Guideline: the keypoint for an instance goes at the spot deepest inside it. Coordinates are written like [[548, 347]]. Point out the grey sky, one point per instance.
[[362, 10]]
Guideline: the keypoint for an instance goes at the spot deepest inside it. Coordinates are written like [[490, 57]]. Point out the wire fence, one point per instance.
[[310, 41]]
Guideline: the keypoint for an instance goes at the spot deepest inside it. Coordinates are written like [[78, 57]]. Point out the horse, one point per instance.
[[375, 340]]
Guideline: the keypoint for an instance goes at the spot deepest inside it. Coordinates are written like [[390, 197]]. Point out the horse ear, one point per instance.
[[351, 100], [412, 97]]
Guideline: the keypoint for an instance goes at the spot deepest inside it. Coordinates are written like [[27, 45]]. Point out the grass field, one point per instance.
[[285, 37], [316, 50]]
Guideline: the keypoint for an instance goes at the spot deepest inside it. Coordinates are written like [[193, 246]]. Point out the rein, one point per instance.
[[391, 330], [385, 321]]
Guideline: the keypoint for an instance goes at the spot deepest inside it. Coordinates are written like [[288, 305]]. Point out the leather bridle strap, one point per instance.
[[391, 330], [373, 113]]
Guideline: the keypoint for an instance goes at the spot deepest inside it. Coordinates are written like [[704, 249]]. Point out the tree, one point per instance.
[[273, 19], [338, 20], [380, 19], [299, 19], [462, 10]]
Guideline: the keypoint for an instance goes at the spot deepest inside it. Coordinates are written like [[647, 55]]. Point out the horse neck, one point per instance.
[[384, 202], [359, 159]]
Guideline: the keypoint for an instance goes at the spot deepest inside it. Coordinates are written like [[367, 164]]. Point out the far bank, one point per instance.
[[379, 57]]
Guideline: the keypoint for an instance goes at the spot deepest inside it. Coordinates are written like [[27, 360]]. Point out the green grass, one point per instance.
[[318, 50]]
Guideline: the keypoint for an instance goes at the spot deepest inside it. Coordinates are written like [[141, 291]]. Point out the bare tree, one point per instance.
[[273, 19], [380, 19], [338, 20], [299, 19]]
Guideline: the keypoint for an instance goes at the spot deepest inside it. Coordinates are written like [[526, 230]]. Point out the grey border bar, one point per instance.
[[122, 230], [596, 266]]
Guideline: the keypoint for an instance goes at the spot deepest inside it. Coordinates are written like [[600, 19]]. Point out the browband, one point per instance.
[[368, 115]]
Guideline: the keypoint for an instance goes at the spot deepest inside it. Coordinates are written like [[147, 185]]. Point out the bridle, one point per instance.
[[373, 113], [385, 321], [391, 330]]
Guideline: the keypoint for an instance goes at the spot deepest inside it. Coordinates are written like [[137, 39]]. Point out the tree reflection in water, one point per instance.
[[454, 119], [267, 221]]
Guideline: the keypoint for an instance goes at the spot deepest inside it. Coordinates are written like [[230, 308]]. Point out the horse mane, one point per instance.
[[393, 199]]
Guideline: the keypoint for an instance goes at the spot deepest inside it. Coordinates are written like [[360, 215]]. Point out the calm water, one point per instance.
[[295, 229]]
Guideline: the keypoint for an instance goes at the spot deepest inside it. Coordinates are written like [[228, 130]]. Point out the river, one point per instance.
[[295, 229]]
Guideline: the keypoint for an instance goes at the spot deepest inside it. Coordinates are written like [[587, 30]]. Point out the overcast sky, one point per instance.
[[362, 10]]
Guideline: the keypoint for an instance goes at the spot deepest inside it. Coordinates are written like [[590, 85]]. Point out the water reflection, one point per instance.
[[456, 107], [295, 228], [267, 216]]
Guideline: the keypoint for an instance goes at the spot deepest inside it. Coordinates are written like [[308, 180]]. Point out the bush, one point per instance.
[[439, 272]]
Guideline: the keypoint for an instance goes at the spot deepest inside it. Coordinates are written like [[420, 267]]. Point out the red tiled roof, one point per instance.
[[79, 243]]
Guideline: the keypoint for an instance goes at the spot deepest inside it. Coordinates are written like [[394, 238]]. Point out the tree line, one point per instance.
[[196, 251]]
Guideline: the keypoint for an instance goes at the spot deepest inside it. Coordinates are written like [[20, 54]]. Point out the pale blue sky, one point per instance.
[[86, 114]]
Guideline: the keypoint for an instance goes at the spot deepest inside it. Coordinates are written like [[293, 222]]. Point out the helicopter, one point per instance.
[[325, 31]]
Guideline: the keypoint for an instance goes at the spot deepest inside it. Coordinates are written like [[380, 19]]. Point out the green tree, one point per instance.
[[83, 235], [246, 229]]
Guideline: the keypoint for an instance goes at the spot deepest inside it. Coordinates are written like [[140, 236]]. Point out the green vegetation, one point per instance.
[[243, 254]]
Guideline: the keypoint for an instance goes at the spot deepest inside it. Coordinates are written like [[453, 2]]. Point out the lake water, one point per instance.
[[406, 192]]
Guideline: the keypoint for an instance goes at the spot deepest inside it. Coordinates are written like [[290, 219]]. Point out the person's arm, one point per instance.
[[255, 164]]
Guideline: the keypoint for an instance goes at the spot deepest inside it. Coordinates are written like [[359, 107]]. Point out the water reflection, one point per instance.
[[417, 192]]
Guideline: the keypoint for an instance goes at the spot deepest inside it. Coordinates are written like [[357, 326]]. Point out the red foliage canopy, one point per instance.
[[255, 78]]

= = = = =

:: What the task requires ::
Starting at the beginning of the entries and ending at the line that contains "[[310, 41]]", write out every line again with the requests included. Scale each coordinate in the answers by 2.55 and round to whole numbers, with halves rounded up, but leave the numbers in the requests and their format samples unchanged.

:: Response to the exercise ::
Guideline: the keypoint for an instance goes at the spot deepest inside it. Coordinates are written like [[548, 347]]. Point out the grey sky, one point per instance.
[[923, 26]]
Guideline: the keypoint for an instance goes at the spot deepest inside it. Coordinates are written like [[490, 57]]. Point out the wire fence, one point per instance.
[[791, 105]]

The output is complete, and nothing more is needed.